* _TASK DIRECTIONS_:
Everything in the records below should be set down again, word for word.

* _DATA TO USE_:
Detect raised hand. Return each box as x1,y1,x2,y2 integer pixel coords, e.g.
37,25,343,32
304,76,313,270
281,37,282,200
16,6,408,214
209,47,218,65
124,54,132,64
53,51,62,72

* _ANSWER BELOW_:
Detect raised hand. Return each box as x1,y1,x2,y2 integer pixel coords, e.g.
37,25,343,32
304,76,313,270
281,37,282,200
16,6,408,214
209,47,218,65
124,54,132,64
53,51,62,72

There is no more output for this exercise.